Dataset entries:
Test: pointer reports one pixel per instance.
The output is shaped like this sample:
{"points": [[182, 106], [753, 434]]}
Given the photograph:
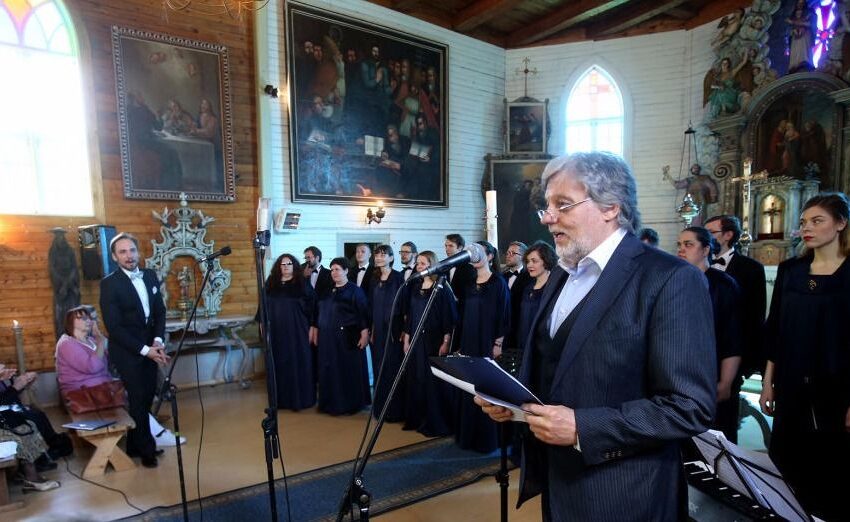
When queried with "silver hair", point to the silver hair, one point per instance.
{"points": [[607, 178]]}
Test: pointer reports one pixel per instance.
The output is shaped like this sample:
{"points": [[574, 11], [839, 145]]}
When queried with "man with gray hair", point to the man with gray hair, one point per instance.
{"points": [[620, 354]]}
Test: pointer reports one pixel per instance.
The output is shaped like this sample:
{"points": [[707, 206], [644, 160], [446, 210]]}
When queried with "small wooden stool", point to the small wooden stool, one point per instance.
{"points": [[5, 504], [105, 440]]}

Written task:
Which lines of the records contain the word "with"? Report each of those lines in full. Case counts.

Worked answer:
When queried with "silver hair", point to the silver hair, one point per instance.
When queried with "man with gray hair", point to the man with gray hair, one point per instance.
When queried with "small wooden stool", point to the small wooden stool, one point per instance.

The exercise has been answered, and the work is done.